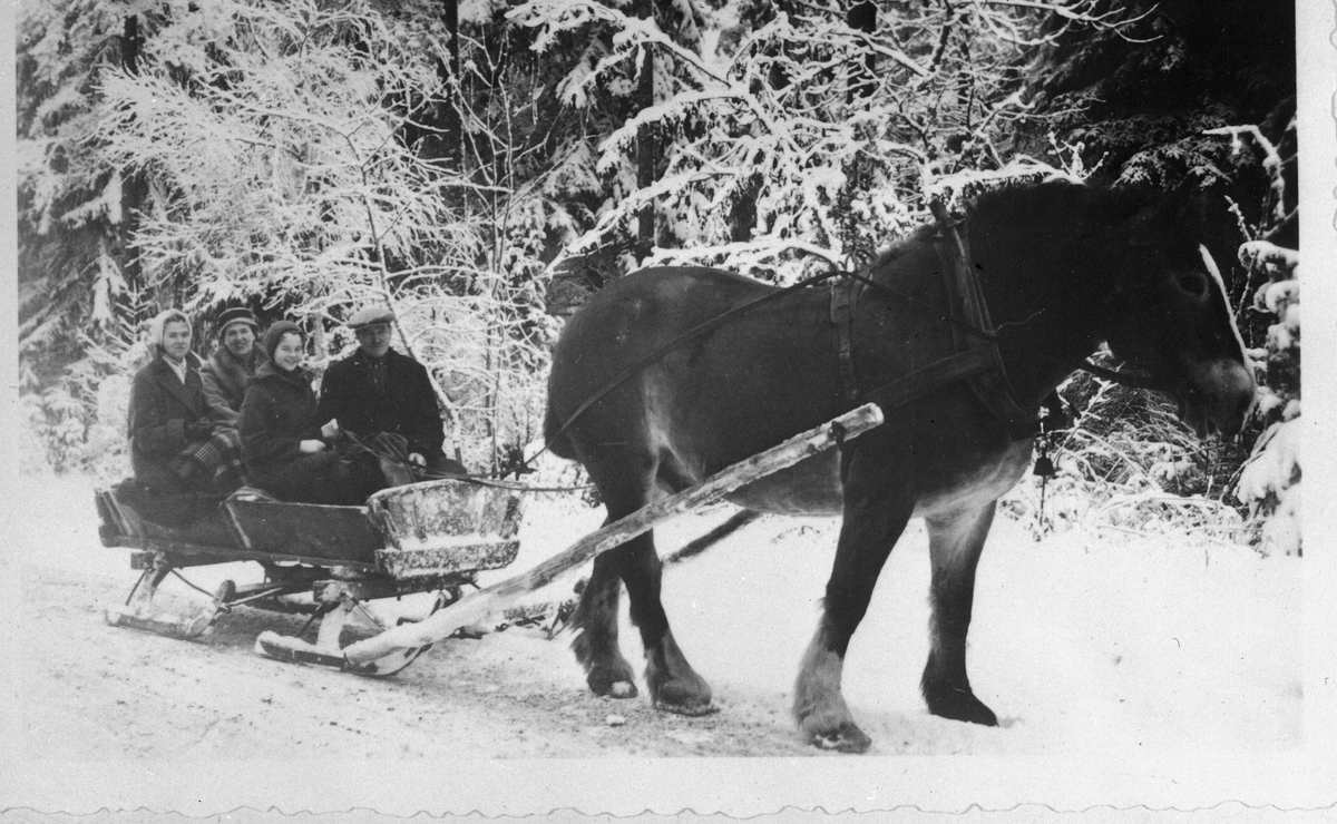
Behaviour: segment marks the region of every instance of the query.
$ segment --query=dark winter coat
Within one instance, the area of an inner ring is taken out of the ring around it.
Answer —
[[[246,359],[234,355],[226,346],[219,346],[199,369],[205,385],[205,405],[209,418],[221,426],[237,427],[237,418],[246,399],[246,382],[269,358],[258,345],[251,347]]]
[[[310,373],[262,363],[246,386],[238,419],[250,481],[285,501],[361,503],[333,451],[301,450],[302,441],[321,439],[324,421]]]
[[[360,438],[376,433],[404,435],[410,453],[429,461],[441,454],[445,434],[441,410],[427,369],[393,349],[385,353],[385,386],[372,379],[372,358],[357,350],[330,365],[321,382],[321,418],[337,418],[340,429]]]
[[[162,354],[135,373],[130,390],[130,466],[135,479],[158,491],[182,491],[186,483],[174,471],[182,450],[207,441],[210,422],[199,378],[199,358],[186,354],[186,382]]]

## Directions for this task
Duplicate every one of the records above line for line, and leave the pictures out of your copy.

## Response to this exercise
Behaviour: segment marks the region of every instance of the query.
$ segment --query=dark winter coat
Within one instance, the area of an inner ring is taken out of the ring around it.
Answer —
[[[246,359],[234,355],[226,346],[219,346],[199,369],[205,385],[205,405],[209,418],[221,426],[237,427],[237,418],[246,399],[246,382],[269,358],[258,345],[251,347]]]
[[[310,373],[262,363],[246,386],[238,419],[250,481],[285,501],[361,503],[333,451],[301,450],[302,441],[321,439],[324,421]]]
[[[360,438],[376,433],[404,435],[410,453],[429,461],[441,454],[445,434],[441,410],[427,369],[393,349],[385,353],[385,386],[372,379],[372,358],[357,350],[330,365],[321,382],[321,418],[337,418],[340,429]]]
[[[162,354],[135,373],[130,390],[130,466],[135,479],[158,491],[182,491],[186,483],[174,471],[182,450],[207,441],[210,422],[199,378],[199,358],[186,354],[186,382]]]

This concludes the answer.